Lines of data:
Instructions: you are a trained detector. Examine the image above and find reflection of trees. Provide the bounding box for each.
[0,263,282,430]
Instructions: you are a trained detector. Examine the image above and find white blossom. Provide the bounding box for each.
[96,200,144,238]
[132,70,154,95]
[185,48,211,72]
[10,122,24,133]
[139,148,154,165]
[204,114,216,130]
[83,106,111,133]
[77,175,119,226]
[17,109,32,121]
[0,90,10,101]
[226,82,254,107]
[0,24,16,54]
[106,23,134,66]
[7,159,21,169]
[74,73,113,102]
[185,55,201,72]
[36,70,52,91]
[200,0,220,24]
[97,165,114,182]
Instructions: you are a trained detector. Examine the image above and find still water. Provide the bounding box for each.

--

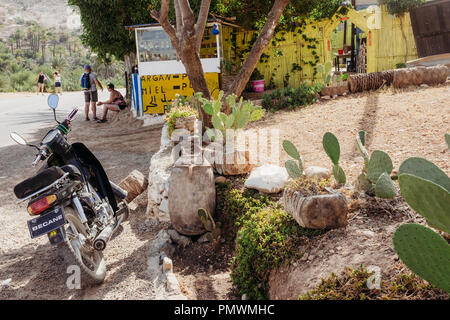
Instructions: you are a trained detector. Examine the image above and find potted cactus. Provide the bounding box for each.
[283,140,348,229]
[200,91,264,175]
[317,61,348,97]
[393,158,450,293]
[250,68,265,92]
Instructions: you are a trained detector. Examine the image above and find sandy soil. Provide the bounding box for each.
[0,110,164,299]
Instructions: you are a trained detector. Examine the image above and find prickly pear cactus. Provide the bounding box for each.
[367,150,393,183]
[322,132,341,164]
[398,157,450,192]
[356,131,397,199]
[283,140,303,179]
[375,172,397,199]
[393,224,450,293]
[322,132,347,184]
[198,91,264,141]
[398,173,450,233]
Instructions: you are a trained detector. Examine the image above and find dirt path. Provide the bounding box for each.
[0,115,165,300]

* _PROBLEM TO SOLVE_: Copy the items from the line with "trees. Provide the bounding box for each." up to and including the line with "[97,165,114,182]", keeping each line identical.

* _FULL SOLUTION_:
Instructions: you are a trained detector. Examine the image above and find reflection of trees. Provide the bounding box for each.
[0,263,282,430]
Instructions: you are a trained detector. Examine the image above and find white blossom. Provide the bounding box for each.
[96,200,144,238]
[132,70,154,95]
[185,48,211,72]
[10,122,24,133]
[139,148,154,165]
[204,114,216,130]
[83,106,111,133]
[77,175,119,226]
[17,109,32,121]
[0,90,10,101]
[226,82,254,107]
[0,24,16,54]
[106,23,134,66]
[7,159,21,169]
[74,73,113,102]
[185,55,201,72]
[36,70,52,91]
[200,0,220,24]
[97,165,114,182]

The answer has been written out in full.